-------- Source --------
I started at Billy Riley’s gym when I was 15 and was there for probably 12 years. When I began, Jack Dempsey, John Foley, and Joe Carroll were there. I was about 190 pounds, in great shape, and stood at six-foot-two. Billy Riley said, “Try it with this old guy.” Well, the old guy—Charlie Carroll—was in his early fifties, about 155 or 160 pounds. I got on the mat with him. God! I’ve never got hurt so much in my life. He beat me very easily.
At times, I was able to take him down or get behind him and get control, or what I thought was control, for a short while. But every time I took him down, I got hurt. Every time he took me down, I got hurt. I’d land on an elbow or a knee (his). He’d have an ankle submission on me when I thought I was beating him. It was just unbelievable. Even after I had won the British Amateur Championship, when I went to the gym the next day Joe was there, and I went, “Oh, shit!” He kept me humble. It only got better when I started to understand what catch was all about and why he was beating me or why I was basically beating or hurting myself.
ABOUT CATCH-AS-CATCH-CAN
Lancashire-style wrestling, or catch-as-catch-can, was started by coal miners and steelworkers in the north of England. Guys who travelled the world, like those in the army and the navy, started to pick up all kinds of different fighting techniques, and that’s how Wigan wrestlers found a style that beat all the different combat styles—more or less what mma is becoming today, but with no time limits.
Four thousand years ago, the Greeks had a term for the Olympic Games; they called it “Agon.” In the original Greek Olympics, whoever won the wrestling event was the champion of the Olympic Games. The Greeks had the best, most brutal submission wrestlers in that area of the world then. From drawings, we know that they used many of the same submissions we use today, and they were so good at it that the English word for pain, “agony,” comes from this ancient Greek tradition.
--------
Complete the following
• 1. Repeat the part of the passage on catch wrestling starting at "Four thousand years" and ending at "ancient Greek tradition.".
• 2. List every person named in the passage on catch wrestling.
-------- Record excerpts --------
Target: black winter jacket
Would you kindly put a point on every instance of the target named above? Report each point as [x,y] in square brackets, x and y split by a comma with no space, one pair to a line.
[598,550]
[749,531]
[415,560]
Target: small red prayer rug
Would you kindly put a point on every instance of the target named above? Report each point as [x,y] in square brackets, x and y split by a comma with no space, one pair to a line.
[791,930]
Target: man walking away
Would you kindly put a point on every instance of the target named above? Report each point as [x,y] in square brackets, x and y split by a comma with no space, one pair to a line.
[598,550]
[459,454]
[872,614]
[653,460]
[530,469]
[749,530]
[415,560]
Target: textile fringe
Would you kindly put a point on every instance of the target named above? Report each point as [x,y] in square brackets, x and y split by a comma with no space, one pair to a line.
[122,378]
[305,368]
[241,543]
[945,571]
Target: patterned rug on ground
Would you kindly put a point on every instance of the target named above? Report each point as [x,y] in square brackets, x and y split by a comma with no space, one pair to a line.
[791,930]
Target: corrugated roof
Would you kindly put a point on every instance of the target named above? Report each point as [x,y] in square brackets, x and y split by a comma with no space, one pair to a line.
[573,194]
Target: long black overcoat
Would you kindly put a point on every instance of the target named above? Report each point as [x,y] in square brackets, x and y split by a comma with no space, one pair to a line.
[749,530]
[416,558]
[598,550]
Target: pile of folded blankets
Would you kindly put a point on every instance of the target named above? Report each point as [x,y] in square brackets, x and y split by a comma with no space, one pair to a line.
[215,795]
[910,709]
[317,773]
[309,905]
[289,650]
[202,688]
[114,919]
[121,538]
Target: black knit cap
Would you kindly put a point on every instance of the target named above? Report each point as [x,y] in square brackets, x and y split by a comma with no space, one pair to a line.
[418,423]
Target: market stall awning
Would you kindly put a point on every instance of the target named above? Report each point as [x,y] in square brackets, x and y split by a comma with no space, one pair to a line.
--------
Exercise answers
• 1.
Four thousand years ago, the Greeks had a term for the Olympic Games; they called it “Agon.” In the original Greek Olympics, whoever won the wrestling event was the champion of the Olympic Games. The Greeks had the best, most brutal submission wrestlers in that area of the world then. From drawings, we know that they used many of the same submissions we use today, and they were so good at it that the English word for pain, “agony,” comes from this ancient Greek tradition.

• 2. Billy Riley, Jack Dempsey, John Foley, Joe Carroll, Charlie Carroll